Do you suffer from curly hair that’s dry, damaged, frizzy, or uncontrollable? Do you find yourself not knowing how to self-care for your curls so straighten it until it’s damaged beyond repair? Pull up a chair and read on…
There has been a lot of buzz online lately about the Curly Girl Method way of taming and celebrating curly hair. Curly-haired women all over the internet are waxing lyrical about how adopting the Curly Girl Method has changed their lives, and how their curls are bouncier and more healthy than ever before. But what is it, and what exactly does following the ‘Curly Girl Method’ involve?
What is the Curly Girl Method?
The curly girl method is based on the book “Curly Girl” by Lorraine Massey. Lorraine’s advice about caring for curly hair created a movement, a sisterhood for all girls with naturally curly hair. Lorraine’s ‘no-more-shampoo’ epiphany suggests that you handle your curly hair as gently as you would your finest cashmere jumper; you wouldn’t wash your cashmere on a hot wash using washing-up liquid, and the same should apply when caring for your curly hair.

# WHAT IS NEEDED
Continue the article on the Curly Girl Method, starting after its last sentence.

# ENTRIES
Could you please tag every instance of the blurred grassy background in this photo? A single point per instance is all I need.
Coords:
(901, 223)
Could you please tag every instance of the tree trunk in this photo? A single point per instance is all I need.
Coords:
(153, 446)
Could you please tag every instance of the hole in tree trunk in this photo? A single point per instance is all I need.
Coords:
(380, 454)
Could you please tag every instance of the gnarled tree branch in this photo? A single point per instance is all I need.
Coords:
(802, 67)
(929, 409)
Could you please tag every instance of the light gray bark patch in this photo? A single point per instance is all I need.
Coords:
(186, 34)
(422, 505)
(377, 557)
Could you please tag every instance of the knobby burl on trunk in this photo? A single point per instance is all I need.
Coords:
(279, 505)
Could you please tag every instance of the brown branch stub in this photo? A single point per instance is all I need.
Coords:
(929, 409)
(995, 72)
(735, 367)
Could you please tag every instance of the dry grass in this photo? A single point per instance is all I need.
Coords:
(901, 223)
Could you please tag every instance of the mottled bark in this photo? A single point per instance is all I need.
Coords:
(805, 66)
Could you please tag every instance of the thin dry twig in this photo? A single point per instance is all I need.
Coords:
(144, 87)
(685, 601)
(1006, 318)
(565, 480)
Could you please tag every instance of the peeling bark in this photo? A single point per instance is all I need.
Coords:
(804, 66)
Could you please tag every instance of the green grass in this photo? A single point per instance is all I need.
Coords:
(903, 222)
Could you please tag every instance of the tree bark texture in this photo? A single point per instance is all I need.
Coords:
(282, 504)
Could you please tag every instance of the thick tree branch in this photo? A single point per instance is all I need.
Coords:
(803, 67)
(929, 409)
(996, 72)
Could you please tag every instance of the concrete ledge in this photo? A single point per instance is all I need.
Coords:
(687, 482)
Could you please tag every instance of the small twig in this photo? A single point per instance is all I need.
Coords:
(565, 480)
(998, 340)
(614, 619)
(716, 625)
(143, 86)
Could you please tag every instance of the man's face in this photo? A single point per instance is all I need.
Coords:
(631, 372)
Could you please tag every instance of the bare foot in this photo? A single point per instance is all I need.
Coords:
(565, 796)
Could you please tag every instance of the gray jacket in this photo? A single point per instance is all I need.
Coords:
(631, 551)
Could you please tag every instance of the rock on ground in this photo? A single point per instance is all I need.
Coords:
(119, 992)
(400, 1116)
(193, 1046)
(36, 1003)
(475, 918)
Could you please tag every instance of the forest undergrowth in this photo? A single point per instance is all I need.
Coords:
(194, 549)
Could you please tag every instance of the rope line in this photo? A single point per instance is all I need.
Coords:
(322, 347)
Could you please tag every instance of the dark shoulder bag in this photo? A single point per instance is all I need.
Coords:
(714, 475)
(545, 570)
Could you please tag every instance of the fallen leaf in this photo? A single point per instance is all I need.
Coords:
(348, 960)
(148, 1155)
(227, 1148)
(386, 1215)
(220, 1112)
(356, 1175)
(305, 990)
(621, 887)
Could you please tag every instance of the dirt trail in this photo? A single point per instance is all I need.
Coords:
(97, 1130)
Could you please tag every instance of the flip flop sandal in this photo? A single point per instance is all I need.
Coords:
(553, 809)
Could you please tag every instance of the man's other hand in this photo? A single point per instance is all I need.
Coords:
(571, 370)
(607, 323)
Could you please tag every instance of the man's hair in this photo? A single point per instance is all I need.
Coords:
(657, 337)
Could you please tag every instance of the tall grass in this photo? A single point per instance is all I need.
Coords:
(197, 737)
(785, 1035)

# RESULT
Here at David & David Hair Salon in Plymouth, our gorgeous curly clients know that we are adept at cutting, styling and offering advice to care for curly tresses, but we thought it interesting to explore the methods adopted by the Curly Girl Method to see if it helps you care for your curly hair at home in between visits to the salon. We hope it clears a few things up and helps you enjoy the beautiful bouncy curls you were blessed with!
What Do You Have to Avoid in the Curly Hair Method?
Firstly, it’s important to know what the Curly Girl Method (also referred to as “no-poo” hair care) advises you avoid using on your curly hair:
- Combs and brushes
- Sulphates (sodium lauryl sulphate and ammonium laureth sulphate)
- Non-water-soluble silicones
Avoid shampoo? Are they crazy? Well yes. It might seem that way (!) but to achieve the lustrous bouncy curls promised by devotees of the Curly Girl Method, they say it’s important to cleanse the hair gently without removing the oils which are crucial to hair health and protecting your hair and scalp. Stripping the oils away deprives the hair of necessary moisture and amino acids, leaving it dry and dull. Most shampoos contain harsh, drying sulphates which can be damaging for curly hair (ammonium laureth sulphate, ammonium lauryl sulphate, sodium laureth sulphate, sodium lauryl sulphate are common ingredients to look out for.). These common detergents found in shampoos make curly hair frizzy and uncooperative.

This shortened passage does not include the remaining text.